_Problem details_
Rewrite the rows from the line containing "hand holding book." through the line containing "[248,74,329,139]", replacing "red brick" with "clay brick" and leaving everything else unchanged.

_Region labeling rows_
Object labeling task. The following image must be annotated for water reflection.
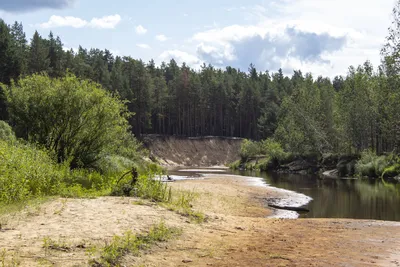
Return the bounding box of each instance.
[236,172,400,221]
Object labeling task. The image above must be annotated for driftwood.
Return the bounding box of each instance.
[268,204,310,212]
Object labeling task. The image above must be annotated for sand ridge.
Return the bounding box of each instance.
[0,174,400,266]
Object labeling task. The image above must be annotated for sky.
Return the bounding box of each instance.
[0,0,395,77]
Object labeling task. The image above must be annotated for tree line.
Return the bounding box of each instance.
[0,4,400,154]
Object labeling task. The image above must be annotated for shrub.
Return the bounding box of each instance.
[240,139,262,160]
[261,138,288,160]
[5,75,134,168]
[0,140,64,203]
[382,163,400,178]
[0,120,16,142]
[355,150,391,177]
[112,164,171,202]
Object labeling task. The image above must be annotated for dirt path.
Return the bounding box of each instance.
[0,176,400,266]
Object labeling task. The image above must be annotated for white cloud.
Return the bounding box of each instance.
[159,50,202,68]
[136,44,151,49]
[39,15,88,29]
[89,14,121,29]
[39,14,121,29]
[135,25,147,35]
[156,34,168,42]
[188,0,394,77]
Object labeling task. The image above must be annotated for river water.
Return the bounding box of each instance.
[172,169,400,221]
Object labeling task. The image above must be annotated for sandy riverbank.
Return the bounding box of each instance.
[0,174,400,266]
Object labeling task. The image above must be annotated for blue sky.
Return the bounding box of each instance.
[0,0,395,77]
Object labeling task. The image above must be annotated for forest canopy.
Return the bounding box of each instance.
[0,0,400,157]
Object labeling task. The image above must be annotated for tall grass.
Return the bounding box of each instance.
[0,140,63,203]
[356,150,400,177]
[90,222,180,267]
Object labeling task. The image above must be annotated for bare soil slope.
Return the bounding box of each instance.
[144,135,243,167]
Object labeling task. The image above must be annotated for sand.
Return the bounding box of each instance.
[0,174,400,266]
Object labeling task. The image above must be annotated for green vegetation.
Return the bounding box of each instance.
[163,191,207,223]
[5,75,132,168]
[356,151,400,178]
[230,138,291,171]
[90,222,180,266]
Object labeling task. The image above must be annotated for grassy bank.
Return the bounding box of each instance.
[230,139,400,178]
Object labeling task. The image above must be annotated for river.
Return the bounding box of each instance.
[171,169,400,221]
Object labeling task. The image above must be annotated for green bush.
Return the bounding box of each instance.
[356,150,392,177]
[5,75,135,168]
[112,164,171,202]
[240,139,262,160]
[0,120,16,142]
[261,138,288,160]
[0,140,64,203]
[382,163,400,178]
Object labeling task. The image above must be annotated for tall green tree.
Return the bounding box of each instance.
[28,31,50,74]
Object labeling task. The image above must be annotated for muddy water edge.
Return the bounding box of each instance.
[169,167,400,221]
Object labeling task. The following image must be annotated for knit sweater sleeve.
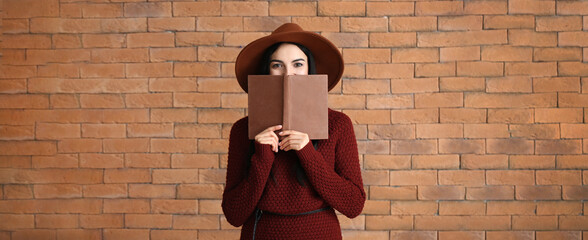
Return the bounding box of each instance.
[221,121,274,227]
[296,114,366,218]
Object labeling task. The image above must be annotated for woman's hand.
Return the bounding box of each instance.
[279,130,310,151]
[255,125,282,152]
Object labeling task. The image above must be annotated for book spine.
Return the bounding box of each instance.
[282,75,292,130]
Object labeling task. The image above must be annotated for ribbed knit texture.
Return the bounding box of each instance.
[222,109,365,240]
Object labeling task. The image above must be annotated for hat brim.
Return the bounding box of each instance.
[235,28,344,92]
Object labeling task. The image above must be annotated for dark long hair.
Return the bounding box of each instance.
[250,42,318,187]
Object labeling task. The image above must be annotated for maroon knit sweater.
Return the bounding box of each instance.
[222,109,365,240]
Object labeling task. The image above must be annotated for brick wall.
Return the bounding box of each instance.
[0,0,588,240]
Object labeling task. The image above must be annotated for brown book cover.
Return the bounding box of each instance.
[248,75,329,139]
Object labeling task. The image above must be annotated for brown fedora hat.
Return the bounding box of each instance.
[235,23,344,92]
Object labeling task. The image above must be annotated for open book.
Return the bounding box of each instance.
[248,75,329,139]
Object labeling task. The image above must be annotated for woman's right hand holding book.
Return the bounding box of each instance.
[255,125,282,152]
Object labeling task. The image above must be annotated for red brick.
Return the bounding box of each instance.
[173,215,219,230]
[80,214,124,228]
[269,2,317,16]
[465,93,556,108]
[557,155,588,169]
[83,184,128,198]
[418,30,507,47]
[0,199,102,214]
[508,0,555,15]
[486,201,536,215]
[415,93,463,108]
[103,138,149,153]
[4,185,33,199]
[104,168,151,183]
[439,170,485,187]
[368,125,415,139]
[341,17,388,32]
[151,230,198,240]
[533,47,582,61]
[439,201,486,216]
[242,16,290,31]
[178,184,224,199]
[173,2,221,17]
[173,93,221,108]
[457,62,504,77]
[515,186,562,200]
[368,2,414,16]
[0,126,33,140]
[510,124,560,139]
[365,215,413,230]
[563,186,588,200]
[369,32,417,47]
[198,109,244,123]
[414,62,456,77]
[461,154,508,169]
[412,155,459,169]
[221,2,268,16]
[149,78,197,92]
[488,109,533,123]
[439,46,480,62]
[364,155,410,169]
[486,76,533,93]
[463,124,510,138]
[34,184,82,199]
[415,216,510,231]
[439,108,486,123]
[368,94,414,109]
[392,48,439,63]
[104,199,150,213]
[370,186,417,200]
[366,64,415,78]
[2,0,59,19]
[439,16,483,31]
[415,1,463,16]
[439,231,486,240]
[389,16,437,32]
[0,79,27,93]
[129,184,176,198]
[558,93,588,107]
[508,29,557,47]
[416,124,463,138]
[512,216,557,230]
[1,34,52,49]
[80,154,124,168]
[147,17,196,32]
[486,170,535,185]
[439,139,485,154]
[535,140,582,154]
[536,170,582,185]
[317,2,366,17]
[464,1,508,14]
[151,108,197,123]
[537,201,582,215]
[102,229,150,240]
[57,229,102,240]
[390,109,439,123]
[0,66,37,78]
[535,16,582,31]
[173,62,220,77]
[12,229,56,240]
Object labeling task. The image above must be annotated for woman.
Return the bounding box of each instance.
[222,23,365,240]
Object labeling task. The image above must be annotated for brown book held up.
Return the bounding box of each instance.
[248,74,329,139]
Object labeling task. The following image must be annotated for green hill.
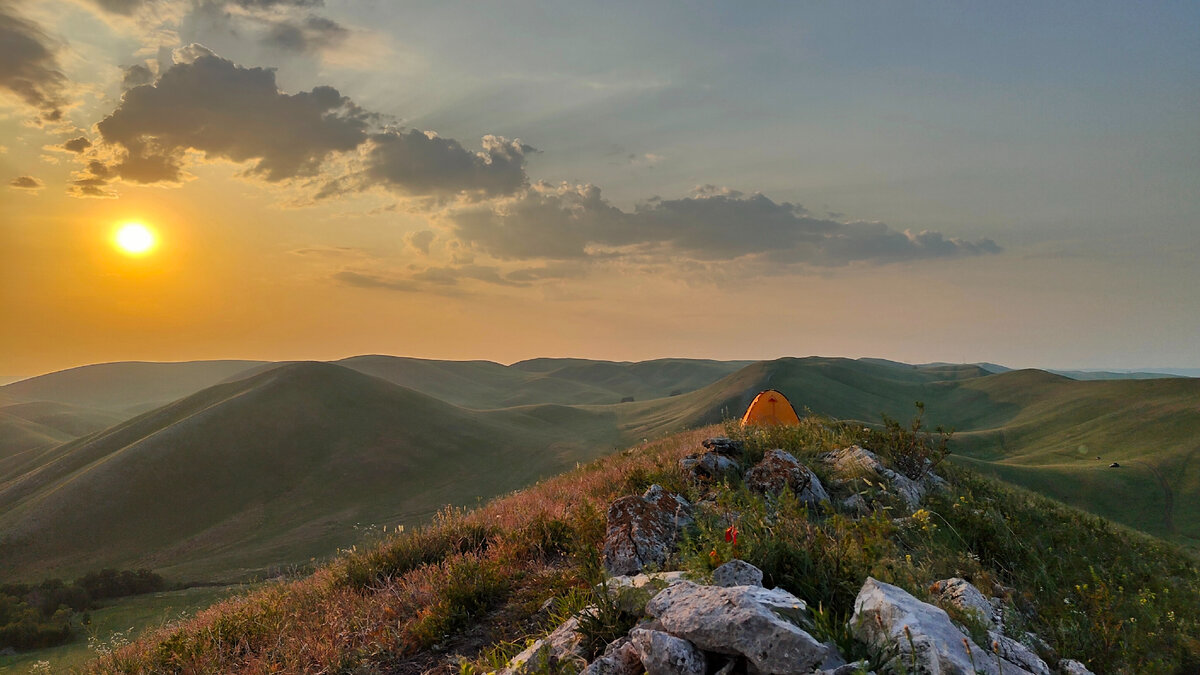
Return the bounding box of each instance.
[0,360,264,414]
[0,363,617,578]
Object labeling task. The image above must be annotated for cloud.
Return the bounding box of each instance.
[62,136,91,155]
[404,229,434,256]
[349,130,535,196]
[0,0,67,121]
[96,46,373,184]
[84,44,535,198]
[449,183,1001,265]
[8,175,44,190]
[262,14,350,52]
[121,64,154,89]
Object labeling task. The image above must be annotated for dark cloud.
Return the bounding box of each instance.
[92,0,148,17]
[121,64,154,89]
[262,14,350,52]
[349,130,535,196]
[451,184,1001,265]
[62,136,91,154]
[8,175,42,190]
[334,270,421,291]
[404,229,434,256]
[92,44,535,198]
[97,46,373,183]
[0,0,67,121]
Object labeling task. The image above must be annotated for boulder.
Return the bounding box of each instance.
[929,577,997,628]
[746,449,829,507]
[701,436,745,458]
[850,578,1044,675]
[1058,658,1096,675]
[629,628,708,675]
[988,631,1051,675]
[646,581,828,675]
[604,485,691,575]
[500,608,593,675]
[713,560,762,589]
[679,453,742,480]
[582,638,646,675]
[605,572,684,615]
[822,446,946,508]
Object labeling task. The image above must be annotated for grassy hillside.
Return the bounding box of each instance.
[337,356,751,408]
[79,420,1200,674]
[0,363,617,578]
[0,360,263,413]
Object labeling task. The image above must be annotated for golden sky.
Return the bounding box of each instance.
[0,0,1200,376]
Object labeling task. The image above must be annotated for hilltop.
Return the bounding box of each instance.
[0,356,1200,580]
[82,418,1200,674]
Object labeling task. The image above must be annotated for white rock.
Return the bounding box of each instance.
[646,581,828,675]
[930,577,996,628]
[581,638,646,675]
[850,578,1032,675]
[629,628,708,675]
[1058,658,1096,675]
[500,608,593,675]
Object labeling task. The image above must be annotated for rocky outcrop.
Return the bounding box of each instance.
[1058,658,1096,675]
[746,449,829,508]
[604,485,691,575]
[582,638,646,675]
[500,608,592,675]
[629,628,708,675]
[850,578,1048,675]
[822,446,946,508]
[646,581,829,675]
[713,560,762,589]
[929,577,1000,628]
[701,436,744,458]
[679,453,742,480]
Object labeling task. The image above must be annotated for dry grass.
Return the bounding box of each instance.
[86,428,719,675]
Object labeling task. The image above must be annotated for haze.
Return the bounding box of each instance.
[0,0,1200,376]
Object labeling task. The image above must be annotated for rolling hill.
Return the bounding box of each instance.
[0,360,265,416]
[0,363,617,578]
[0,356,1200,578]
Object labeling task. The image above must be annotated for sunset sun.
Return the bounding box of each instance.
[113,222,158,256]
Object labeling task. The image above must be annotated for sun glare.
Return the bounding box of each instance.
[113,222,158,256]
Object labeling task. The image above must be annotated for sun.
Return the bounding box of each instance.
[113,222,158,256]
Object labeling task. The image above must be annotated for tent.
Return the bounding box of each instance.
[742,389,800,425]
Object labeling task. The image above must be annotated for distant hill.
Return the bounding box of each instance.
[0,360,264,414]
[0,363,617,578]
[0,356,1200,578]
[336,356,754,408]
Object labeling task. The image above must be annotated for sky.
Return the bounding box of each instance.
[0,0,1200,376]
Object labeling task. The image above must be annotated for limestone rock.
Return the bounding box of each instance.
[646,581,828,675]
[701,436,745,458]
[604,485,691,575]
[629,628,708,675]
[988,631,1050,675]
[605,572,684,615]
[839,492,871,515]
[823,446,946,508]
[713,560,762,587]
[679,453,742,480]
[1058,658,1096,675]
[929,577,996,628]
[500,608,592,675]
[582,638,646,675]
[850,577,1032,675]
[746,449,829,507]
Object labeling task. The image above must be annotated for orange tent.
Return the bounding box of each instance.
[742,389,800,425]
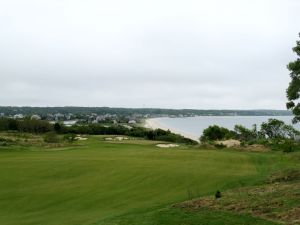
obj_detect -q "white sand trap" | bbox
[105,137,129,141]
[156,144,179,148]
[75,136,87,141]
[216,139,241,148]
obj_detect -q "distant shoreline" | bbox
[144,117,199,142]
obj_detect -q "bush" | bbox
[215,190,222,199]
[44,132,59,143]
[214,143,226,149]
[64,134,76,143]
[200,125,236,142]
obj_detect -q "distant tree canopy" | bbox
[286,33,300,123]
[200,119,300,142]
[0,118,197,144]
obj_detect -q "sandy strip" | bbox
[144,118,199,142]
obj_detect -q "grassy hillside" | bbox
[0,136,297,225]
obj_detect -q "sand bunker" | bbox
[105,137,129,141]
[156,144,179,148]
[75,136,87,141]
[216,139,241,148]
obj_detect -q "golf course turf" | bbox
[0,136,297,225]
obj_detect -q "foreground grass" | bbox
[0,134,296,225]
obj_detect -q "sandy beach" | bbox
[144,118,199,142]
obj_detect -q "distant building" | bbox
[128,120,136,124]
[13,114,24,119]
[30,115,41,120]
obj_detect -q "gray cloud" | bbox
[0,0,300,109]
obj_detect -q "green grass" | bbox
[0,134,296,225]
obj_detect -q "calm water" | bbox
[156,116,300,137]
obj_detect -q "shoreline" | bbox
[143,117,199,142]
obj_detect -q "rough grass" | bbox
[174,169,300,224]
[0,136,296,225]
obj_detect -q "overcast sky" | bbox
[0,0,300,109]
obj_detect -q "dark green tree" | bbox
[286,33,300,123]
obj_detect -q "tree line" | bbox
[0,118,197,144]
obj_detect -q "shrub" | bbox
[214,143,226,149]
[64,133,76,143]
[200,125,235,142]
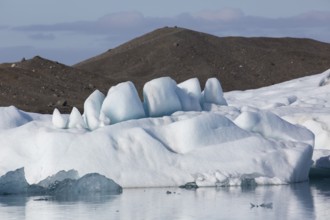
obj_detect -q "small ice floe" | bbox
[250,202,273,209]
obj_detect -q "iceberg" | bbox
[143,77,182,117]
[101,82,146,124]
[83,90,105,130]
[0,71,330,188]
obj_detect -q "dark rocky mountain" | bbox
[0,27,330,113]
[74,27,330,91]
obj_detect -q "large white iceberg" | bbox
[0,73,330,187]
[101,82,145,124]
[143,77,182,117]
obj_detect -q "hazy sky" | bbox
[0,0,330,64]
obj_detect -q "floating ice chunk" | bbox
[52,108,68,129]
[0,168,29,195]
[68,107,86,128]
[0,106,32,130]
[177,78,202,111]
[48,173,122,197]
[38,170,79,188]
[101,82,145,124]
[83,90,105,130]
[203,78,227,105]
[178,78,202,99]
[143,77,182,117]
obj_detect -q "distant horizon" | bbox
[0,0,330,65]
[0,26,330,66]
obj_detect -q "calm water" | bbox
[0,179,330,220]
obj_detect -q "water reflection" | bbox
[0,180,330,220]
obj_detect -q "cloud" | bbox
[0,8,330,64]
[192,8,244,22]
[13,8,330,39]
[29,33,55,40]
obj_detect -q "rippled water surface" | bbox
[0,179,330,220]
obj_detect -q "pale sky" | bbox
[0,0,330,65]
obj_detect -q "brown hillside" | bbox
[0,56,112,113]
[0,28,330,113]
[74,27,330,92]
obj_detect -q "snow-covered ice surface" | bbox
[0,71,330,187]
[225,70,330,176]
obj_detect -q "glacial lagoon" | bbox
[0,179,330,220]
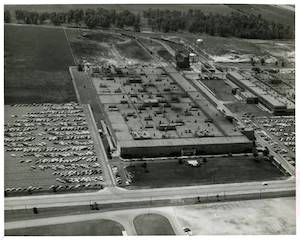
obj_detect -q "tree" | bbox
[4,10,11,23]
[250,57,255,66]
[15,10,25,22]
[39,12,49,24]
[263,147,270,156]
[142,162,147,168]
[178,158,183,165]
[32,207,39,214]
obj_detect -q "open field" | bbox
[126,156,285,188]
[5,219,124,236]
[173,198,296,235]
[116,40,151,62]
[4,104,104,196]
[133,213,175,235]
[225,102,271,117]
[4,25,76,104]
[66,29,151,65]
[201,79,237,101]
[5,197,296,235]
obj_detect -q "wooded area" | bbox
[4,8,295,39]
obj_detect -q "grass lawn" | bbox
[127,157,284,188]
[5,219,124,236]
[225,102,271,117]
[133,213,175,235]
[116,40,151,62]
[4,25,76,104]
[201,80,237,101]
[157,48,174,61]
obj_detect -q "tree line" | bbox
[143,9,294,39]
[4,8,295,39]
[4,8,140,31]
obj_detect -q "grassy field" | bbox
[116,40,151,62]
[5,219,124,236]
[127,157,283,188]
[133,213,175,235]
[201,80,237,101]
[227,4,295,27]
[225,102,271,117]
[4,25,76,104]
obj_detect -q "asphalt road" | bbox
[4,177,296,210]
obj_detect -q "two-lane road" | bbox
[5,177,295,210]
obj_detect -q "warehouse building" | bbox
[226,71,295,115]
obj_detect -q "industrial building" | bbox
[93,66,253,158]
[175,51,190,69]
[226,71,295,115]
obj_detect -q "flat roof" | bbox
[119,136,251,148]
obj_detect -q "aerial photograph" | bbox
[2,1,297,239]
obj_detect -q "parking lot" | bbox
[241,113,296,166]
[4,103,105,196]
[255,116,296,166]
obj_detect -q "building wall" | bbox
[121,141,253,158]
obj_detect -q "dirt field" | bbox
[5,219,124,236]
[5,197,296,235]
[133,214,175,235]
[174,198,296,235]
[126,157,285,188]
[4,25,76,104]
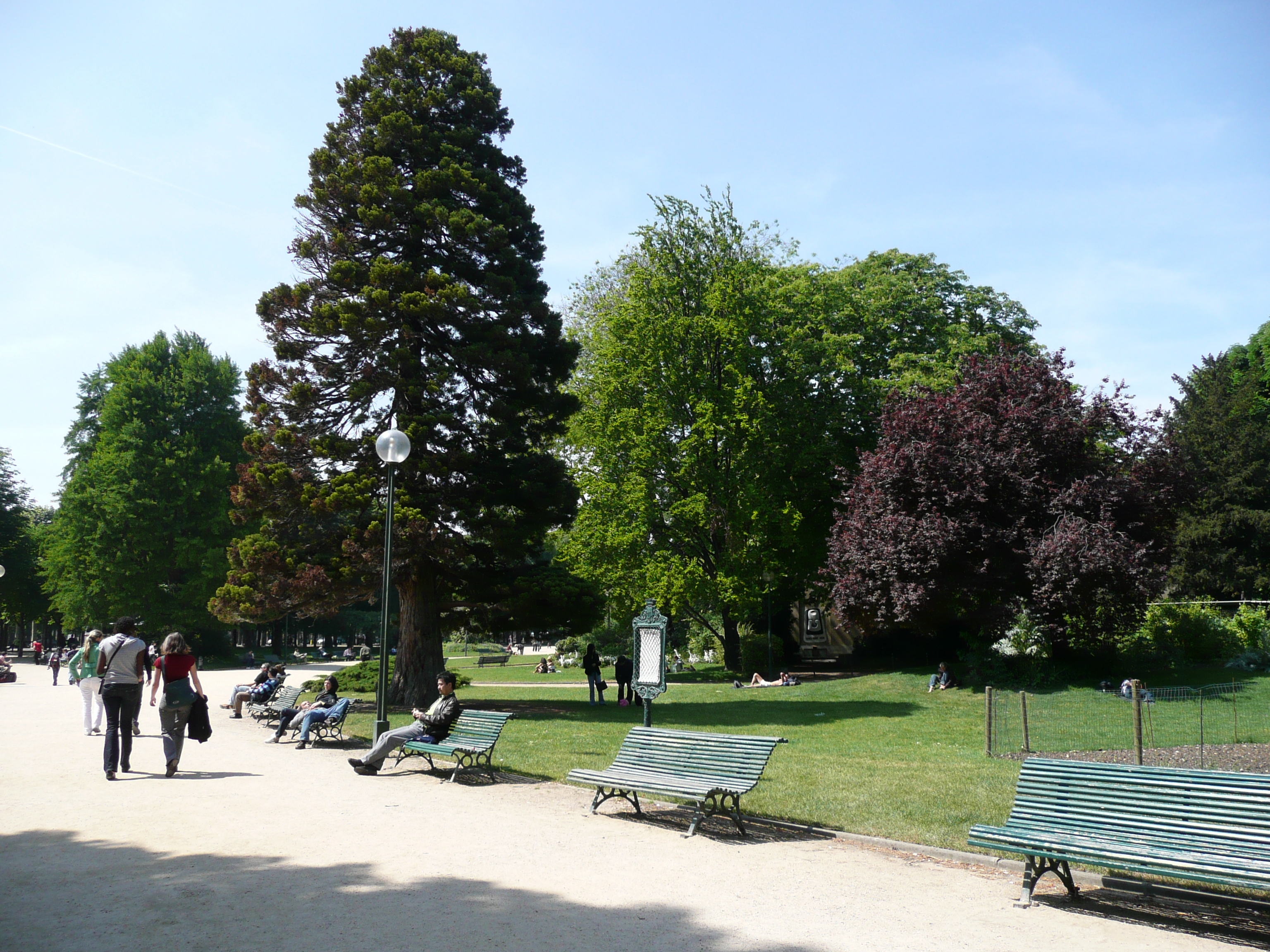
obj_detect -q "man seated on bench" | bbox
[926,662,957,694]
[348,671,462,777]
[264,674,339,750]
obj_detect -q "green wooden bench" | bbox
[392,708,516,782]
[565,727,788,836]
[969,757,1270,906]
[246,687,302,724]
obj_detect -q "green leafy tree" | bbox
[213,29,577,704]
[1168,324,1270,599]
[43,331,246,645]
[563,192,1033,670]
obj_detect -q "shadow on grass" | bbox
[463,692,921,733]
[0,830,809,952]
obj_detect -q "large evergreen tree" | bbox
[43,331,246,635]
[1168,324,1270,599]
[564,193,1033,669]
[215,29,577,704]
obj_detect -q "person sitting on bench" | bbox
[264,674,339,750]
[926,662,956,694]
[348,671,462,777]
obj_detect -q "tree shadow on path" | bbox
[0,826,810,952]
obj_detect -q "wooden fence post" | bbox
[983,685,992,757]
[1133,678,1142,766]
[1019,690,1031,754]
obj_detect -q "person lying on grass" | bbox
[348,671,462,777]
[731,671,799,688]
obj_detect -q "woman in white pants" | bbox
[70,628,105,734]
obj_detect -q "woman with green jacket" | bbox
[70,628,105,734]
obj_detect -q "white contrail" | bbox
[0,126,234,208]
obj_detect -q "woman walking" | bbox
[582,645,607,703]
[96,617,146,781]
[70,628,105,734]
[150,631,203,777]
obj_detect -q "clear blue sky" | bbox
[0,0,1270,503]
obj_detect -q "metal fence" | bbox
[984,681,1270,773]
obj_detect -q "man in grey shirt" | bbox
[96,617,146,781]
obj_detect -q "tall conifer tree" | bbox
[213,29,577,704]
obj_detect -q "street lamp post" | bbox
[763,569,776,681]
[375,429,410,740]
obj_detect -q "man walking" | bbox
[348,671,462,777]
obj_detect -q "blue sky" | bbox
[0,0,1270,503]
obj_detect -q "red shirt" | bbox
[155,655,194,684]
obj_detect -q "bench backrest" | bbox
[614,727,783,790]
[1008,757,1270,849]
[446,708,514,749]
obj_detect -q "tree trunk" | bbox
[389,570,446,708]
[719,605,744,674]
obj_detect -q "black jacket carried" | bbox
[186,694,212,744]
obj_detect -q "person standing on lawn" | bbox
[348,671,463,777]
[150,631,203,777]
[70,628,105,734]
[96,616,146,781]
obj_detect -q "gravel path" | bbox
[0,668,1249,952]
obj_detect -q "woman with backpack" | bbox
[582,645,608,703]
[150,631,203,777]
[96,617,146,781]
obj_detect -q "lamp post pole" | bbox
[375,429,410,740]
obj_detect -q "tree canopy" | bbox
[1168,324,1270,599]
[213,29,598,704]
[828,349,1177,655]
[563,193,1033,668]
[43,331,246,642]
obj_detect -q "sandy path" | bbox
[0,665,1249,952]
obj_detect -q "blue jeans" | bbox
[587,674,604,703]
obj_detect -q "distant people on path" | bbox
[264,674,339,750]
[150,631,203,777]
[926,662,956,694]
[221,662,270,711]
[731,671,801,688]
[70,628,105,735]
[96,616,146,781]
[614,655,635,707]
[582,645,604,704]
[348,671,462,777]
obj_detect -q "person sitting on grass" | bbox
[348,671,462,777]
[264,674,339,750]
[731,671,799,688]
[926,662,956,694]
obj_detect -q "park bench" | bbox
[565,727,786,836]
[291,697,353,743]
[969,757,1270,906]
[392,708,516,782]
[246,685,302,724]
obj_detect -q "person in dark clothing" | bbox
[614,655,635,707]
[264,674,339,750]
[348,671,463,777]
[582,645,604,703]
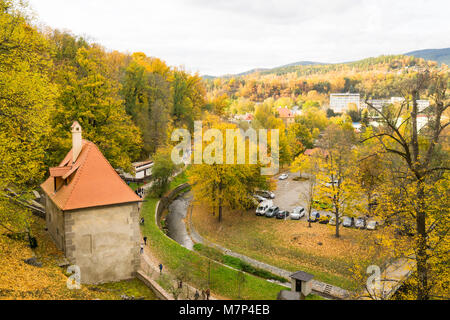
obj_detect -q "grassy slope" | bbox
[141,175,318,300]
[193,208,376,290]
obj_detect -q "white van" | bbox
[256,200,273,216]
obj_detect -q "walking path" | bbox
[138,247,218,300]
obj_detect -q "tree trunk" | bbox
[416,182,430,300]
[334,211,340,238]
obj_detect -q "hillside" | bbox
[208,48,450,79]
[405,48,450,65]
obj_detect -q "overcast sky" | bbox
[29,0,450,75]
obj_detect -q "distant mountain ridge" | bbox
[405,48,450,65]
[203,48,450,79]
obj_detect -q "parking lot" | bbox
[273,172,330,220]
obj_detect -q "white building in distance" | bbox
[330,93,361,113]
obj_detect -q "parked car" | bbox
[366,220,378,230]
[328,215,342,226]
[277,210,289,219]
[266,206,280,218]
[257,190,275,199]
[278,173,289,180]
[355,217,366,229]
[318,214,330,224]
[253,194,267,203]
[291,207,305,220]
[325,180,339,188]
[256,200,273,216]
[342,217,354,228]
[308,211,320,222]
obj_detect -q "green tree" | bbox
[152,147,177,197]
[49,46,142,170]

_Final answer_
Object labeling task. The image above must be annotated for woman's right hand holding book.
Return the bounding box of each instance.
[255,125,282,152]
Object labeling task. The image above must be annotated for clay brick.
Return the bounding box of each instance.
[173,215,219,230]
[80,214,124,228]
[269,2,317,16]
[465,93,556,108]
[557,155,588,169]
[83,184,128,198]
[418,30,507,47]
[0,199,102,214]
[508,0,555,15]
[486,201,536,215]
[415,93,463,108]
[103,138,149,153]
[4,185,33,199]
[104,168,151,183]
[439,170,485,187]
[368,125,415,139]
[341,17,388,32]
[151,230,198,240]
[533,47,582,61]
[439,201,486,216]
[242,16,290,31]
[178,184,224,199]
[173,2,221,17]
[173,93,221,108]
[457,62,504,77]
[515,186,562,200]
[368,2,414,16]
[0,126,33,140]
[510,124,560,139]
[365,215,413,230]
[563,186,588,200]
[369,32,417,47]
[198,109,244,123]
[414,62,456,77]
[461,154,508,169]
[412,155,459,169]
[221,2,268,16]
[149,78,197,92]
[488,109,533,123]
[439,46,480,62]
[364,155,410,169]
[486,76,533,93]
[463,124,510,138]
[34,184,82,199]
[415,216,510,231]
[439,108,486,123]
[368,94,414,109]
[392,48,439,63]
[104,199,150,213]
[370,186,417,200]
[366,64,415,78]
[2,0,59,19]
[439,16,483,31]
[415,1,463,16]
[439,231,486,240]
[389,16,437,32]
[0,79,27,93]
[129,184,176,198]
[558,93,588,107]
[508,29,557,47]
[416,124,463,138]
[512,216,557,230]
[1,34,52,49]
[80,154,124,168]
[147,17,196,32]
[486,170,535,185]
[439,139,485,154]
[535,140,582,154]
[536,170,582,185]
[317,2,366,17]
[464,1,508,14]
[151,108,197,123]
[537,201,582,215]
[102,229,150,240]
[57,229,102,240]
[390,109,439,123]
[0,66,37,78]
[535,16,582,31]
[173,62,220,77]
[12,229,56,240]
Object labeling task. The image above must be annotated for woman.
Return the bounding box of each instance.
[222,23,365,240]
Object labeling task. The image above must be annotated for brown book held up.
Return the bounding box of each instance.
[248,74,329,139]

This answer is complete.